**Coordinate annotation entries:**

>> begin

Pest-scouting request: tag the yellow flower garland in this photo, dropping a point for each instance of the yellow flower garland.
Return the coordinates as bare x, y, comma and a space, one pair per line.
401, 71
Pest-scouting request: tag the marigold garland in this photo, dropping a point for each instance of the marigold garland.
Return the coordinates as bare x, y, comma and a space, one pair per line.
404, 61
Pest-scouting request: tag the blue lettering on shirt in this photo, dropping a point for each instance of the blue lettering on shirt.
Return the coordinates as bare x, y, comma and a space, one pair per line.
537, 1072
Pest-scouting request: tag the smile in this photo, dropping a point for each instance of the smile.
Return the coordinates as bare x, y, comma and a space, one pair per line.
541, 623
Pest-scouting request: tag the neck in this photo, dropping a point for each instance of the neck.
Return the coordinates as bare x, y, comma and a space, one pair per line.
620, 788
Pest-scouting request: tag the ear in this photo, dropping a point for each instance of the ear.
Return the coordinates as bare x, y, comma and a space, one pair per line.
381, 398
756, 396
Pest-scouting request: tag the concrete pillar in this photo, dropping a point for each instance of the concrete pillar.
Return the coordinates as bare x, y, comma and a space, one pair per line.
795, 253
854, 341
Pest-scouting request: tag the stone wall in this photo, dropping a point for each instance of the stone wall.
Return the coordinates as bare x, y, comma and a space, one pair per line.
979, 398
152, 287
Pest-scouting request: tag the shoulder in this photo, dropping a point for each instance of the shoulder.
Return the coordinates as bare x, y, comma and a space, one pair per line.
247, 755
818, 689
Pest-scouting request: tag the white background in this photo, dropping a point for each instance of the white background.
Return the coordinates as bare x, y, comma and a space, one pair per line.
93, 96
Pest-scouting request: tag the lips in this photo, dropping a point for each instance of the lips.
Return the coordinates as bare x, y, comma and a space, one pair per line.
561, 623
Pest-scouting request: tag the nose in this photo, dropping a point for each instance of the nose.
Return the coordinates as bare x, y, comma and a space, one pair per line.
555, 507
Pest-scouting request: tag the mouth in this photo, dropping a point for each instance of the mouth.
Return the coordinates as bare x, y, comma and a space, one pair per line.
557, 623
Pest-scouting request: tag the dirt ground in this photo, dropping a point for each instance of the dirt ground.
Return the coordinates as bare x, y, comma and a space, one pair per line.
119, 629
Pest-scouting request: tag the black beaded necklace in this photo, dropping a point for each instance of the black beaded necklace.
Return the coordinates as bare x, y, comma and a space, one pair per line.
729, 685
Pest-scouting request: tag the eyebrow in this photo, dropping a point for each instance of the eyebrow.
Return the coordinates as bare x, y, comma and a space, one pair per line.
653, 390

>> end

**Task brief:** Recast everything from the line containing "Pest-scouting request: tag the shoulder" down to the last line of the entries as a numbered list, omitting blank lines.

**Result of the exercise:**
1. Pest-scouting request: tag the shoulder in this photo, dropping a point for each instance of the shoulder.
2. Return the coordinates as bare x, y, comma and a space, one pair per line.
3. 247, 755
4. 818, 689
5. Pest-scouting request: tag the white background in this photo, dropping a point for each instance of the white background.
6. Return the coordinates as bare x, y, comma and a space, one pair per line.
7. 93, 96
8. Pest-scouting request: tag the lips in this photo, dropping a point for each instance of the lips.
9. Return the coordinates as bare x, y, comma and a space, one pair per line.
10. 561, 623
11. Pest-scouting request: tag the nose in this photo, dropping a point for each instance of the nose.
12. Return the coordinates as bare x, y, comma and a space, one pair per line.
13. 555, 507
14. Pest-scouting request: tag the mouth in this photo, dropping a point for each instance of the mouth.
15. Return the coordinates as bare x, y, comma and a space, one pair per line.
16. 557, 623
17. Pest-scouting request: tag the dirt ground in this photo, dropping a point for each instance of the dirt ground.
18. Return the coordinates as bare x, y, comma and a space, one pair per line.
19. 119, 629
20. Pest-scouting request: tag the black beaded necklace in this photo, dropping a point for each instance of the black beaded necklace.
21. Return the coordinates as bare x, y, comma and a space, one pair per line.
22. 729, 685
23. Pest-scouting request: tag the eyebrow in this photo, dropping a point for each instance of the eyebrow.
24. Return the coordinates as bare x, y, comma and a space, one pair per line.
25. 653, 390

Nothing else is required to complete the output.